# start of DATASET RECORDS

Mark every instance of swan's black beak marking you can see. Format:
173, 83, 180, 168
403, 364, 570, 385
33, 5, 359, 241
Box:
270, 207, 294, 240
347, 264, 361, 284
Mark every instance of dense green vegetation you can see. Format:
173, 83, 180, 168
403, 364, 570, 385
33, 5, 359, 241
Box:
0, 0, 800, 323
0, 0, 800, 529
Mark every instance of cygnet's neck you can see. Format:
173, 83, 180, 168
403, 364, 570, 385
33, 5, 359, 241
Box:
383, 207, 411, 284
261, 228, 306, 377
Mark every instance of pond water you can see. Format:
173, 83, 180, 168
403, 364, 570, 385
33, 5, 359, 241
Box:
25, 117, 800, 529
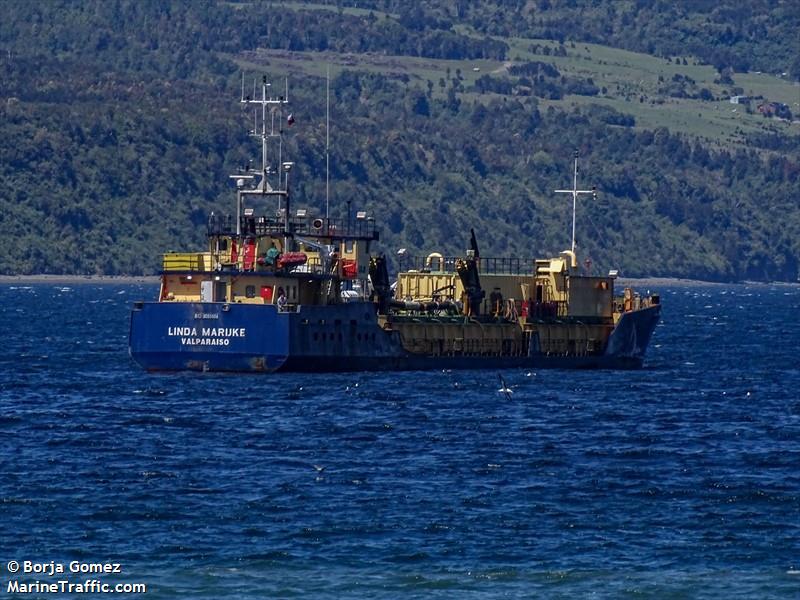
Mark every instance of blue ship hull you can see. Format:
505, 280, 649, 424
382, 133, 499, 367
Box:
130, 302, 660, 372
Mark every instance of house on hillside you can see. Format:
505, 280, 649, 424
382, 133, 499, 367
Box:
758, 102, 792, 120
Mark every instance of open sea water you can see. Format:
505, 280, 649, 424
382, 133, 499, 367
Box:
0, 282, 800, 599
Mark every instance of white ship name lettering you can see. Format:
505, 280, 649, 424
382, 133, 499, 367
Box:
167, 327, 246, 346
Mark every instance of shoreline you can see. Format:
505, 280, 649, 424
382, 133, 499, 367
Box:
0, 274, 800, 287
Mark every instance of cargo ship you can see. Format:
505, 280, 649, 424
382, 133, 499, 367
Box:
129, 78, 661, 373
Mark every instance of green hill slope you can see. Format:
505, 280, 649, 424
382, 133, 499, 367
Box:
0, 1, 800, 280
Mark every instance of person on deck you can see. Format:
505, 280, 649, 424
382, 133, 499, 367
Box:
275, 288, 286, 312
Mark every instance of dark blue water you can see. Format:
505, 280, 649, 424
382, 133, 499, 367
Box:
0, 283, 800, 599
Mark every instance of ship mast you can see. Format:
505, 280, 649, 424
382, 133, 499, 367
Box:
231, 74, 294, 243
555, 150, 597, 260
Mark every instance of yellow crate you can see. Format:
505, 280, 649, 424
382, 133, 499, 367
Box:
162, 252, 205, 271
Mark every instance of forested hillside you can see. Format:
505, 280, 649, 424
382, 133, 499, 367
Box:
0, 0, 800, 281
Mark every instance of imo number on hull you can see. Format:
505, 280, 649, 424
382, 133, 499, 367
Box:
129, 78, 661, 372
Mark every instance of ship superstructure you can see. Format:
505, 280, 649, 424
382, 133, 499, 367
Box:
130, 78, 660, 372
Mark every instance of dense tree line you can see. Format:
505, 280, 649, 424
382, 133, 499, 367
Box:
0, 1, 800, 280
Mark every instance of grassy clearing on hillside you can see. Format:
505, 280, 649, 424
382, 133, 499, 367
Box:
228, 26, 800, 146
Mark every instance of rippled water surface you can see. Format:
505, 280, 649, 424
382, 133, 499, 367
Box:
0, 283, 800, 599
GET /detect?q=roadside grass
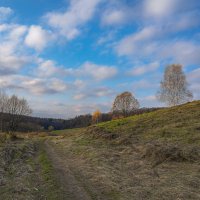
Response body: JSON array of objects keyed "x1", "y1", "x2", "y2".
[{"x1": 47, "y1": 101, "x2": 200, "y2": 200}]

# end of DATASET RECORDS

▸ **TASK BRIEF**: Gather every line of the items above that contains the string "dense", counting uppercase and lowercase letters as different.

▸ **EXERCISE OUTPUT**:
Mark every instance of dense green vegetation you can see. Format:
Mark every instance of dense tree line you can see. Format:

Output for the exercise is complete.